Write out exactly the lines running from the one with "point: pink lit" to the last line of the entries, keeping both the first and the last.

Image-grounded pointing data
= Beginning of Section =
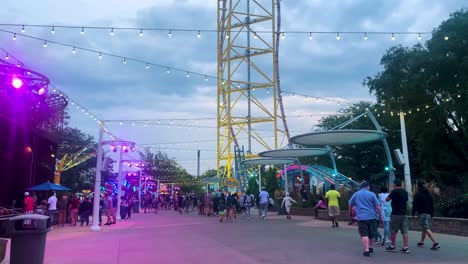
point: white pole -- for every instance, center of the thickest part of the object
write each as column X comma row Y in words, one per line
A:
column 119, row 183
column 97, row 181
column 285, row 174
column 406, row 157
column 259, row 178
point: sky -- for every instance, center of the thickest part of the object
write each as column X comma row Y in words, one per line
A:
column 112, row 90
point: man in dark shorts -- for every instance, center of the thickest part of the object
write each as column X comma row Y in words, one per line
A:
column 367, row 207
column 398, row 219
column 423, row 205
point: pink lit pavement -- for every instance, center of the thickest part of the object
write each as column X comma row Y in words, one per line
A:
= End of Section =
Answer space =>
point: pink lit pavement -- for every instance, center of the thickest part of the object
write each as column X comma row Y in words, one per line
A:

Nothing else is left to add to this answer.